======== GIVEN TEXT
# Round field feeders



## scrunchie (8 December 2011)

Found a cheap one on ebay near me. Tempted to get it as sick of wasted hay but have heard bad things about them.

They used to use them at a riding school I used to go to, and I don't remember any horses being injured from using them.

Opinons please.







One like this^


----------



## Enfys (8 December 2011)

My opinion ? No, no, no, no, NO   Don't even go there! Lots of lovely little gaps for silly equines to thread body parts through 

Personally, I wouldn't touch a metal ring feeder, tombstone or otherwise with a bargepole. Most of the horses here are not mine, if one got injured with something i had put in the field I'd probably get the pants sued off me. 



Yes they are useful, and yes, the majority of the time they appear to be safe, but when there is an accident every single one I have ever seen or heard about has caused major, *major*, injuries. My friends tb somehow almost ripped his leg off on one only a month or so ago... bang!


----------



## scrunchie (8 December 2011)

Yes but they are marketed towards cattle.


----------



## No1_in_particular (8 December 2011)

I use ring feeders in all my fields and my large barn (for foals).
================
* CHALLENGES *
1: Translate this sentence from the round field feeder thread into Spanish: "They used to use them at a riding school I used to go to, and I don't remember any horses being injured from using them."
2: Reproduce the part of the round field feeder thread starting with "Yes but they" and going on through "barn (for foals).".
3: Resume the forum thread on round field feeders from its last line and write what follows.
======== DATASET EXCERPTS
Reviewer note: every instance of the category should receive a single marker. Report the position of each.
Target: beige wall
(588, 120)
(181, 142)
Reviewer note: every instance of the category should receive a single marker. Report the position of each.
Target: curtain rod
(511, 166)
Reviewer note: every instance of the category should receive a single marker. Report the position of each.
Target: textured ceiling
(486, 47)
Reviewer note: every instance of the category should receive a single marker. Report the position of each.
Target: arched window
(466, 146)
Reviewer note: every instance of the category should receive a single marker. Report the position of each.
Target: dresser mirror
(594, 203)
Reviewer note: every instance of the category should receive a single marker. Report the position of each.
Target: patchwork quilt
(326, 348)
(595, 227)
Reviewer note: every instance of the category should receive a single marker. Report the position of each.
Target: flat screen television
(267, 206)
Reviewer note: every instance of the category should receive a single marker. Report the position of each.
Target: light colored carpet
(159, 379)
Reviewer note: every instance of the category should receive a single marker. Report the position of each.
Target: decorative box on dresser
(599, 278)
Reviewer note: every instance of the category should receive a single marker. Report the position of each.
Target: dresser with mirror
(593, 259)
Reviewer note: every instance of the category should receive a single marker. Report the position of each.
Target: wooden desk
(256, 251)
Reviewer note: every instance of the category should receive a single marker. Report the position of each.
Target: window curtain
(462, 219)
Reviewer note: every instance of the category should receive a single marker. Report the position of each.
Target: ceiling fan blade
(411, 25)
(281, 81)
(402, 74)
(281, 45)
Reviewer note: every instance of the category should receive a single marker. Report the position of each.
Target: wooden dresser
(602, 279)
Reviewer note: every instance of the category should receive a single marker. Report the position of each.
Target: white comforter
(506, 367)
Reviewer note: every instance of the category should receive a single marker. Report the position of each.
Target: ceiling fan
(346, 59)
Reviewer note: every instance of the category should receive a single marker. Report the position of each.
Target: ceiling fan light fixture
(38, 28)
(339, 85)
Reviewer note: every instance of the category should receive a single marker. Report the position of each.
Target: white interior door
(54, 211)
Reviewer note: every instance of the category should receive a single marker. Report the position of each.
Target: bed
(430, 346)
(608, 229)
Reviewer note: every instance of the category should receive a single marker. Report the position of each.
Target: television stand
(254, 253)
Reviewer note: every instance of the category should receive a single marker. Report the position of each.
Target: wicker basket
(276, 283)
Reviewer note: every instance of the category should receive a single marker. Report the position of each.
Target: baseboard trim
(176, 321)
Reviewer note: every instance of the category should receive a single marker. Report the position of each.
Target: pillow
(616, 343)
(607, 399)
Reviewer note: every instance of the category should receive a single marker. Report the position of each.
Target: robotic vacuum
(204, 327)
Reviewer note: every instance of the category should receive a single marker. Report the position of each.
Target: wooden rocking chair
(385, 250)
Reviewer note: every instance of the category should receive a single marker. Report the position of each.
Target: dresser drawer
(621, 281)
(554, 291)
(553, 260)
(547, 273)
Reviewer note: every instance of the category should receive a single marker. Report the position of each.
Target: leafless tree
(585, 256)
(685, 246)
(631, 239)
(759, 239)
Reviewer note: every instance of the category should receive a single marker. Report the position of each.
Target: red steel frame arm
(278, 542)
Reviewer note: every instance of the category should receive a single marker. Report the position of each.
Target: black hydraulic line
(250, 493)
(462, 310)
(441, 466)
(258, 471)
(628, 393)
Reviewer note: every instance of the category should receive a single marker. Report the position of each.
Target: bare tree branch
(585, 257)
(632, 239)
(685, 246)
================
* RESPONSES TO THE EXERCISE *
1: Los usaban en una escuela de equitación a la que yo iba, y no recuerdo que ningún caballo se lesionara por usarlos.

2:
Yes but they are marketed towards cattle.


----------



## No1_in_particular (8 December 2011)

I use ring feeders in all my fields and my large barn (for foals).

3:
Personally I wouldn't use the one pictured above as horses can get their heads stuck in cattle feeders. I would recommend you get a 'sheep feeder' as they are smaller spaces between the bars and horses and ponies can get their heads over rather than try to put their heads between the bars.
They do save a lot of waste and are not used for horses bedding when they wreck the bales.


----------



## sandi_84 (8 December 2011)

No1_in_particular said:



			I use ring feeders in all my fields and my large barn (for foals). 
Personally I wouldn't use the one pictured above as horses can get their heads stuck in cattle feeders. I would recommend you get a 'sheep feeder' as they are smaller spaces between the bars and horses and ponies can get their heads over rather than try to put their heads between the bars.
They do save a lot of waste and are not used for horses bedding when they wreck the bales.
		
Click to expand...

Can you put a pic of yours up please? Near had heart failure thinking about the horror story above!  We have them in our fields but they don't look like the one pictured above and was wondering if we have the sheep feeder.


----------



## caberston (8 December 2011)

depends on which sort you get i suppose. they're good for keeping all your haylage in one place, especially handy if your field gets massively muddy because your hay still doesn't get trampled into the ground.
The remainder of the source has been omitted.